Document extract ->

+++++

Begun in 1968 as the Everglades Jetport (also known as Big Cypress Jetport or Big Cypress Swamp Jetport), the airport was planned to be the largest airport in the world, covering 39 sqmi with six runways, and connected to both central Miami and the Gulf of Mexico by an expressway and monorail line. The airport would have been five times the size of JFK Airport in New York. At the time, the Boeing 2707 was under development and it was anticipated that supersonic aircraft would dominate long-haul air transportation. South Florida was viewed as an ideal location for an intercontinental SST hub due to the limitation that such aircraft would have to fly over water. Because of environmental concerns and the cancellation of the 2707 program, construction was halted in 1970 after the completion of just one 10,500' runway. The remaining land became the Big Cypress National Reserve.

Although the facility was unfinished and essentially abandoned, it was retained by the Miami-Dade local government as a general aviation and training airport. In the 1970s, it was used heavily by Pan Am and Eastern Airlines for commercial training, as the long runway at Dade-Collier could accommodate aircraft as large as Boeing 747s and was equipped with a relatively new instrument landing system, which allowed pilots to train for landing with low cloud ceilings and/or poor visibility. The isolation of the airport meant that it could be used for training flights 24/7 all year round, without interfering with the traffic at Miami International. The advent of flight simulators has made such training flights less economical, and the airport is now used much less frequently for commercial aircraft training purposes, although it remains open to general aviation.

== Facilities and aircraft ==
Dade-Collier Training and Transition Airport covers an area of 24,960 acre, which contains one asphalt paved runway (9/27) measuring 10,499 × 150 ft. For the year ending October 10, 2018, the airport had 14,468 general aviation aircraft operations, an average of 39 per day. As of 2015, the airport had an average of 12 landings and take-offs per day.

== Immigration Detention Center ==
In July 2025, the State of Florida and U.S. Department of Homeland Security installed the South Florida Detention Facility, known informally as Alligator Alcatraz, an immigration detention center, on the airport grounds. The Florida Division of Emergency Management is operating the center consisting of tents and other facilities at an estimated cost of $450 million annually, plus construction costs. The cost is planned to be partially reimbursed by the federal government. The center has faced several controversies since opening. On August 21, 2025, Judge Kathleen Williams granted a preliminary injunction that prohibits the government from transferring any additional detainees to the site or performing any more construction work. The injunction has since been stayed pending appeals.

== Other uses ==
The facility has hosted high-speed automobile events.

Oil exploration on the site was considered in 2009, but not pursued due to resistance from conservation groups.

The Carlos Gimenez administration proposed holding a regular Miami air show at Dade-Collier, similar in concept to the Paris Air Show. Homestead Air Reserve Base had previously been considered, but the idea had been rejected by the US military.

+++++

Records from a data collection
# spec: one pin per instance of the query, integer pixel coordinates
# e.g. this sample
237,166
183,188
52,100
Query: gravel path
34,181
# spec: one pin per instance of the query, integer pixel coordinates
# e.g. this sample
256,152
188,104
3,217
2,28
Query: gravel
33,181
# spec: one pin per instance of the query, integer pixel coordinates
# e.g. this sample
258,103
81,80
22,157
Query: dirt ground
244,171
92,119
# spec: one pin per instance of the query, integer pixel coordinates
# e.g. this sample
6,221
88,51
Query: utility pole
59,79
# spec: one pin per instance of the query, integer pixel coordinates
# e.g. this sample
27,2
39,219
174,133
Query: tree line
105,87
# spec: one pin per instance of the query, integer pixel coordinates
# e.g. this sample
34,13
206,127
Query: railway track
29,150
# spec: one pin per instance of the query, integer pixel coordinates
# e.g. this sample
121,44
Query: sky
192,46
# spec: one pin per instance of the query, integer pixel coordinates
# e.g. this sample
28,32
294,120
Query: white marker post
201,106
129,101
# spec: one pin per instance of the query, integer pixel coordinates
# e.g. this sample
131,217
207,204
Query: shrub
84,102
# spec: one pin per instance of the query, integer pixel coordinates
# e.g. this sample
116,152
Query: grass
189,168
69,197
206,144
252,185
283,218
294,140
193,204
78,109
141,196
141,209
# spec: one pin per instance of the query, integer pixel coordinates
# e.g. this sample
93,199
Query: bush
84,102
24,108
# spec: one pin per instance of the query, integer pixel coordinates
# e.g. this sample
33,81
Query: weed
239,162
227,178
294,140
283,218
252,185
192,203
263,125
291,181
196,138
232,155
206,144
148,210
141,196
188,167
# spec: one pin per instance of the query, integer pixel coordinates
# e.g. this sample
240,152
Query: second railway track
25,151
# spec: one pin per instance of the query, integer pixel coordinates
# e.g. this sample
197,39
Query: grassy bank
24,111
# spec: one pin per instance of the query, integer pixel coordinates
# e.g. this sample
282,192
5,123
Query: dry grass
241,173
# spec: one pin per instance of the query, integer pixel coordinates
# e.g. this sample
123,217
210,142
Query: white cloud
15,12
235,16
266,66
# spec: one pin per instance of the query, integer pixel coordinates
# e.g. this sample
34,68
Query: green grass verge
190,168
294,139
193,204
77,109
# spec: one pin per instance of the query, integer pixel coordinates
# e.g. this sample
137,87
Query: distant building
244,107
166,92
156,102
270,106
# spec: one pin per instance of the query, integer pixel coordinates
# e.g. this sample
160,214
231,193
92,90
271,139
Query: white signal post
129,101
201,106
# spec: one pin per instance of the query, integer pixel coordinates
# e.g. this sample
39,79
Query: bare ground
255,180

+++++

What the task asks ->
In the Dade-Collier airport text, what caused construction to stop in 1970?

Output of the task ->
Environmental concerns and the cancellation of the Boeing 2707 program.